— Written instruction —
Transcribe the full listing below exactly.

— Supplied data —
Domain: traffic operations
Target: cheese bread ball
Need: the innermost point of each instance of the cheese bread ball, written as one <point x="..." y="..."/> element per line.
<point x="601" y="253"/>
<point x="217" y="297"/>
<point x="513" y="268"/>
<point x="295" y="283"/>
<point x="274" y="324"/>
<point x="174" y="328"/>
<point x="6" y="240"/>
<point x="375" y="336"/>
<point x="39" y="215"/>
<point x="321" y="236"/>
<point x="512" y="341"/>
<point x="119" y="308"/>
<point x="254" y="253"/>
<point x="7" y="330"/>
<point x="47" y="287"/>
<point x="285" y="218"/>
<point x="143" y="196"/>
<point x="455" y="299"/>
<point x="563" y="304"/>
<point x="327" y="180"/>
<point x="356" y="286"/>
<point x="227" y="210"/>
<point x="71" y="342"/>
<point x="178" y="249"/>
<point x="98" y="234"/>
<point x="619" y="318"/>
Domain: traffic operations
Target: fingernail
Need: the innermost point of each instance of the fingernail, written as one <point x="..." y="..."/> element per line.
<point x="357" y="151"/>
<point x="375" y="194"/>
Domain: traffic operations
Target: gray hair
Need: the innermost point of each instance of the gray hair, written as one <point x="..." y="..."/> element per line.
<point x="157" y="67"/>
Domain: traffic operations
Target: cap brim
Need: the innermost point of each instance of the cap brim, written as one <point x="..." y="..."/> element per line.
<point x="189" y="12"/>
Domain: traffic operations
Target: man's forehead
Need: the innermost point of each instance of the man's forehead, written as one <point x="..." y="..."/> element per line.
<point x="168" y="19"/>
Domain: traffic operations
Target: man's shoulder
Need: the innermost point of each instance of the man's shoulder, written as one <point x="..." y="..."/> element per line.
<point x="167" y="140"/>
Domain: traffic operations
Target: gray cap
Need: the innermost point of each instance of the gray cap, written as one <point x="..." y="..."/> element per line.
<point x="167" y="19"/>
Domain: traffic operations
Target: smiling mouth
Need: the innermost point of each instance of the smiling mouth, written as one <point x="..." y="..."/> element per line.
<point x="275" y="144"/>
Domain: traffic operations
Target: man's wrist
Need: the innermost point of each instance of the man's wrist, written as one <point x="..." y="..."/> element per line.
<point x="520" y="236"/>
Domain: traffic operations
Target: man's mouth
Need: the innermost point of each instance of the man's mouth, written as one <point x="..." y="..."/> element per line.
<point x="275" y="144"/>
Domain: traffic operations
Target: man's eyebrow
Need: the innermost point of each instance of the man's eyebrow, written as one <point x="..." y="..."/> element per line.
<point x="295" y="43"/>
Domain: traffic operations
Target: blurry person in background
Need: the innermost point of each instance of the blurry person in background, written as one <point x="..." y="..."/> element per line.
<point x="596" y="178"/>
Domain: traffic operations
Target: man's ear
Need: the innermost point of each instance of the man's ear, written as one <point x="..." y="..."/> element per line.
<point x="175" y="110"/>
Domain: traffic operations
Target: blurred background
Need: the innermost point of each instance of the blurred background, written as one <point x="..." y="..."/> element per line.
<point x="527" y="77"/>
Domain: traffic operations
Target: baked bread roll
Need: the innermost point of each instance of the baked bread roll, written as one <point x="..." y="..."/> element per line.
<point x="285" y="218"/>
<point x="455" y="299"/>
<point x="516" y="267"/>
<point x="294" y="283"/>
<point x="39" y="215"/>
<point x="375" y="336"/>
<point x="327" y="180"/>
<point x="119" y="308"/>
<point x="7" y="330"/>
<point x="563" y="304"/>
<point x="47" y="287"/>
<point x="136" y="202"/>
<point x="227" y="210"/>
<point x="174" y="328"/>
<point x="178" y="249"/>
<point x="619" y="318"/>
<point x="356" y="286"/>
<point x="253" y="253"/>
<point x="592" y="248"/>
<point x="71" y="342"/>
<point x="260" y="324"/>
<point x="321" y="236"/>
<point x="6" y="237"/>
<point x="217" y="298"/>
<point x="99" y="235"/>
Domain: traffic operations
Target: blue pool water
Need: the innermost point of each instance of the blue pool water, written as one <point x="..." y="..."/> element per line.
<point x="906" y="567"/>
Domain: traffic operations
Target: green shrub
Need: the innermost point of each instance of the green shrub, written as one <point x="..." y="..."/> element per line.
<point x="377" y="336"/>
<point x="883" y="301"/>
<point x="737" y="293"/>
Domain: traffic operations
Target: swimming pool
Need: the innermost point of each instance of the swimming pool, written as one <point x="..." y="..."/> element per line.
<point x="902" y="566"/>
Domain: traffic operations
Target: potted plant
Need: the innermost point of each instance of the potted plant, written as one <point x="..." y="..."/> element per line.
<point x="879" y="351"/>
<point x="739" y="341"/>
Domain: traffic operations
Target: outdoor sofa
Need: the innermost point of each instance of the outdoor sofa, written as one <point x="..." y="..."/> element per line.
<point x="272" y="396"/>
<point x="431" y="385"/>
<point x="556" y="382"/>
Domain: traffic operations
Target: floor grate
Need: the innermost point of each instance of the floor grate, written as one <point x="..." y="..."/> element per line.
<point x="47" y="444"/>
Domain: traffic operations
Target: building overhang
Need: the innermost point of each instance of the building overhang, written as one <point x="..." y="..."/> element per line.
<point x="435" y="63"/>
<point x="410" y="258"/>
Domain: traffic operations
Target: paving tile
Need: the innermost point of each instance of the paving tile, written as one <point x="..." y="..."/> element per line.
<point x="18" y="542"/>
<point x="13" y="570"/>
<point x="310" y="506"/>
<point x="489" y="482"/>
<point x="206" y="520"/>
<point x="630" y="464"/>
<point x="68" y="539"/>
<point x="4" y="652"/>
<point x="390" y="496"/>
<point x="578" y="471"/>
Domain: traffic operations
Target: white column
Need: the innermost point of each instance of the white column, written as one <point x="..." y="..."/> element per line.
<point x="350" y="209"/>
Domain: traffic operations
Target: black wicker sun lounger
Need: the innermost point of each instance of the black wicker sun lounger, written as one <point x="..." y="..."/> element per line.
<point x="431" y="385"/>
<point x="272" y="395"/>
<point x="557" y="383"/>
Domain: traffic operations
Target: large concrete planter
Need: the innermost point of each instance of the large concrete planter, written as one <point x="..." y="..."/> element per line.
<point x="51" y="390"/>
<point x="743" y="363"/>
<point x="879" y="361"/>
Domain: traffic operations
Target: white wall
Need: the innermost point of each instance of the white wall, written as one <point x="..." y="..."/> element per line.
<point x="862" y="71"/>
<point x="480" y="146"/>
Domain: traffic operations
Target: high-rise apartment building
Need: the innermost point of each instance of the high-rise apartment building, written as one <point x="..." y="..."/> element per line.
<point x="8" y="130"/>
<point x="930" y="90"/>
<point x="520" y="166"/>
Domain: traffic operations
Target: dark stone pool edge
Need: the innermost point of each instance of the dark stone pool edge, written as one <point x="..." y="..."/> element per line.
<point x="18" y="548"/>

— Exercise result —
Domain: traffic operations
Target: cheese bread ball
Need: the innermost point of each instance of the cheese bread ball, written as one <point x="..." y="..."/> element per line.
<point x="601" y="253"/>
<point x="217" y="297"/>
<point x="513" y="268"/>
<point x="295" y="283"/>
<point x="274" y="324"/>
<point x="174" y="328"/>
<point x="6" y="240"/>
<point x="375" y="336"/>
<point x="39" y="215"/>
<point x="321" y="236"/>
<point x="512" y="341"/>
<point x="119" y="308"/>
<point x="254" y="253"/>
<point x="7" y="330"/>
<point x="47" y="287"/>
<point x="285" y="218"/>
<point x="143" y="196"/>
<point x="455" y="299"/>
<point x="563" y="304"/>
<point x="327" y="180"/>
<point x="356" y="286"/>
<point x="227" y="210"/>
<point x="71" y="342"/>
<point x="178" y="249"/>
<point x="98" y="234"/>
<point x="619" y="318"/>
Domain: traffic operations
Target: fingernail
Need: the innermost point of each instance of the fingernail, written as one <point x="..." y="..."/> element per line.
<point x="357" y="151"/>
<point x="375" y="194"/>
Domain: traffic operations
Target: gray hair
Need: the innermost point of each instance of the gray hair, written as one <point x="..." y="..."/> element per line.
<point x="157" y="67"/>
Domain: traffic operations
Target: cap brim
Need: the innermost point of each instance of the cap brim, written as one <point x="..." y="..."/> element per line.
<point x="189" y="12"/>
Domain: traffic operations
Target: man's forehead
Need: the innermost point of each instance of the man's forehead, written as one <point x="..." y="..."/> element per line.
<point x="168" y="19"/>
Domain: traffic operations
Target: man's shoulder
Need: the innermost point of each instance of the man's shoulder, written as one <point x="..." y="..."/> element per line.
<point x="167" y="140"/>
Domain: traffic operations
Target: gray cap
Need: the innermost point of each instance of the gray cap, written as one <point x="..." y="..."/> element per line.
<point x="167" y="19"/>
Domain: traffic operations
Target: smiling mouth
Need: the innermost point of each instance of the smiling mouth, written as one <point x="..." y="..."/> element per line.
<point x="275" y="144"/>
Domain: traffic operations
Target: man's wrist
Need: the innermost point of each instance of the man's wrist, written as one <point x="..." y="..."/> element per line.
<point x="520" y="236"/>
Domain: traffic operations
Target: man's mouth
Need: the innermost point of each instance of the man's mouth, written as one <point x="..." y="..."/> element per line.
<point x="275" y="144"/>
Domain: traffic operations
Target: man's eyebrow
Need: the innermost point of each instance of the man's eyebrow, written as one <point x="..." y="..."/> element per line.
<point x="295" y="43"/>
Domain: traffic operations
Target: blurry person in background
Need: the innermost point of each instance of the blurry person in background, written as one <point x="..." y="..."/> element per line.
<point x="596" y="178"/>
Domain: traffic operations
Target: man's ear
Need: the innermost point of each instance of the man's ear, written as one <point x="..." y="..."/> element per line.
<point x="175" y="110"/>
Domain: traffic operations
Target: blurred background
Need: the innermost point of each instance of the blurred background, written as one <point x="..." y="..."/> element per line.
<point x="527" y="77"/>
Domain: traffic operations
Target: baked bread roll
Need: the innermost point of each instance of the baked bread roll, written as one <point x="..." y="..."/> element per line.
<point x="285" y="218"/>
<point x="455" y="299"/>
<point x="516" y="267"/>
<point x="294" y="283"/>
<point x="39" y="215"/>
<point x="375" y="336"/>
<point x="327" y="180"/>
<point x="119" y="308"/>
<point x="7" y="330"/>
<point x="563" y="304"/>
<point x="47" y="287"/>
<point x="136" y="202"/>
<point x="227" y="210"/>
<point x="174" y="328"/>
<point x="178" y="249"/>
<point x="619" y="318"/>
<point x="356" y="286"/>
<point x="253" y="253"/>
<point x="592" y="248"/>
<point x="71" y="342"/>
<point x="260" y="324"/>
<point x="321" y="236"/>
<point x="6" y="237"/>
<point x="217" y="298"/>
<point x="99" y="235"/>
Domain: traffic operations
Target: blue pool water
Need: the innermost point of each instance of the blue pool water, written as one <point x="..." y="..."/> element per line.
<point x="906" y="567"/>
Domain: traffic operations
Target: green shrub
Need: the innermost point of each instance of the green shrub, written as one <point x="..." y="..."/> element per line.
<point x="377" y="336"/>
<point x="883" y="301"/>
<point x="737" y="293"/>
Domain: traffic operations
Target: swimming pool
Need: the innermost point of each instance of the swimming pool, written as one <point x="..." y="..."/> element per line.
<point x="902" y="566"/>
Domain: traffic operations
Target: potted plant
Need: the innermost point of each instance of the potted plant, written as one <point x="..." y="..."/> element per line.
<point x="879" y="351"/>
<point x="739" y="341"/>
Domain: traffic operations
Target: outdoor sofa
Need: the innermost point of each instance of the outdoor sofa, written as one <point x="..." y="..."/> element per line.
<point x="272" y="396"/>
<point x="431" y="385"/>
<point x="556" y="382"/>
Domain: traffic operations
Target: floor grate
Need: the innermost point of each instance of the floor grate, written as one <point x="..." y="..."/> element per line.
<point x="47" y="444"/>
Domain: traffic operations
Target: building overhang
Need: the innermost point of each instance of the building overhang, written as one <point x="..." y="..."/> element per line.
<point x="435" y="63"/>
<point x="410" y="258"/>
Domain: traffic operations
Target: paving tile
Need: the innermost point of each instance of the paving tile, written as one <point x="..." y="..."/> element per line.
<point x="18" y="542"/>
<point x="13" y="570"/>
<point x="310" y="506"/>
<point x="489" y="482"/>
<point x="206" y="520"/>
<point x="630" y="464"/>
<point x="68" y="539"/>
<point x="4" y="652"/>
<point x="390" y="496"/>
<point x="578" y="471"/>
Domain: traffic operations
Target: white column
Need: the innermost point of each instance of the white column, written as one <point x="..." y="..."/> element per line.
<point x="350" y="209"/>
Domain: traffic operations
Target: black wicker sun lounger
Need: the innermost point of each instance of the black wicker sun lounger, written as one <point x="..." y="..."/> element per line.
<point x="431" y="385"/>
<point x="272" y="395"/>
<point x="557" y="383"/>
Domain: traffic operations
Target: large concrete planter
Need: the innermost point of each instance of the large concrete planter, written as one <point x="..." y="..."/> element per line.
<point x="51" y="390"/>
<point x="743" y="363"/>
<point x="879" y="361"/>
Domain: traffic operations
Target: white wall
Need: the innermost point of each instance of the white wall, written as one <point x="..." y="..."/> element per line.
<point x="862" y="71"/>
<point x="480" y="146"/>
Domain: traffic operations
Target: high-rise apartment building
Need: the innermost point of each instance of the high-rise apartment building, written as one <point x="..." y="..."/> element per line.
<point x="8" y="130"/>
<point x="930" y="90"/>
<point x="520" y="166"/>
Domain: traffic operations
Target: dark stone pool edge
Need: the innermost point of each instance of the dark stone pool edge, written as one <point x="..." y="..."/> element per line.
<point x="18" y="548"/>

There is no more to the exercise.